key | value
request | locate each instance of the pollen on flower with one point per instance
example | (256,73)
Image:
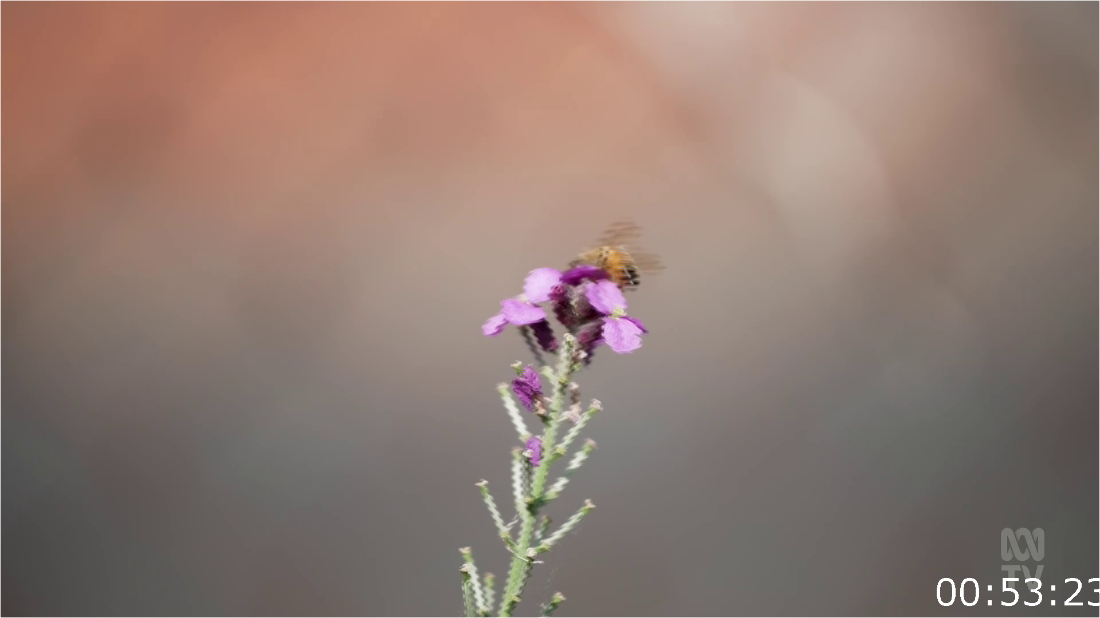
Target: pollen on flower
(535,450)
(527,387)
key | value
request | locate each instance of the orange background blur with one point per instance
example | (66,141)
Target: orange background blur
(248,249)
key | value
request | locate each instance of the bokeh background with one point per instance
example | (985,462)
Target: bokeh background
(248,250)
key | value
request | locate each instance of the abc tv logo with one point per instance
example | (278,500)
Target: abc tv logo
(1023,545)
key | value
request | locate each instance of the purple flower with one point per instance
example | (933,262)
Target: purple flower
(583,273)
(545,335)
(620,332)
(527,387)
(535,448)
(523,311)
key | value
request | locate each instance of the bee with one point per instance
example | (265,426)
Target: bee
(617,254)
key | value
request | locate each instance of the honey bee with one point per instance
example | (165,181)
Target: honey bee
(617,254)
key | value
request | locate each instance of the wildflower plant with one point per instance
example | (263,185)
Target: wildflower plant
(591,310)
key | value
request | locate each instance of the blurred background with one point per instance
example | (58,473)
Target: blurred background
(248,250)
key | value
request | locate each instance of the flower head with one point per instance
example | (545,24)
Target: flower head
(535,450)
(622,332)
(583,273)
(527,387)
(523,311)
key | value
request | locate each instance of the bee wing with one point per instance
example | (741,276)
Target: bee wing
(620,233)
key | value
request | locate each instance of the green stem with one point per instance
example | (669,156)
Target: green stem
(521,562)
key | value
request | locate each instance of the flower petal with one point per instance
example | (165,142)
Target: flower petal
(524,393)
(531,377)
(521,313)
(535,448)
(637,323)
(494,326)
(540,283)
(605,297)
(622,335)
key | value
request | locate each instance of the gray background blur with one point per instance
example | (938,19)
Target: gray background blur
(248,250)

WHAT YOU HAVE TO DO:
Take the listing above and print it exactly, apart from the pictures.

RESPONSE TO THE EXERCISE:
key | value
request | locate each instance of the pollen on flower with one point per instance
example | (256,73)
Image:
Target: pollen on flower
(535,450)
(527,387)
key | value
request | locate each instance of the orange background blur with one point per instance
example | (66,141)
Target: orange background blur
(248,249)
key | value
request | locate each instance of the bokeh background with one point per instance
example | (985,462)
Target: bokeh background
(248,250)
key | value
request | locate each instance of the abc tv logo with one point per instance
example | (278,500)
Target: abc tv logo
(1023,545)
key | value
request | locate each instance of the purple flower with one point per instance
example | (933,262)
Target: purple flower
(583,273)
(545,335)
(620,332)
(527,387)
(535,448)
(523,311)
key | value
request | locate each instance of the bee with one point per instance
example | (265,426)
Target: bee
(617,254)
key | value
request | locate each instance of the honey bee with one point per instance
example | (165,181)
Target: honey bee
(617,254)
key | value
request | locate each instance of the wildflower plant with one point per instance
example | (263,185)
Target: wildflower plant
(591,310)
key | value
request | locate each instance of the blurred background with one point per instance
example | (58,473)
Target: blurred background
(248,250)
key | value
request | locate each instance of the flower head with one point per instance
example | (545,24)
Target: flower head
(535,450)
(622,332)
(583,273)
(527,387)
(523,311)
key | value
request | locate each instance of the bee wing with one point per instance
example | (741,276)
Target: bee wing
(620,233)
key | value
request | locate each instance of the green stem with one point per instance
example | (669,156)
Target: green stem
(521,562)
key | value
request | locate each instance of the flower petal with one point per instance
example | (165,142)
Target: flower petal
(524,393)
(531,377)
(521,313)
(535,448)
(637,323)
(494,326)
(540,283)
(605,297)
(622,335)
key | value
request | locate each instance of the gray background blur with one point per instance
example | (938,19)
Target: gray background blur
(248,250)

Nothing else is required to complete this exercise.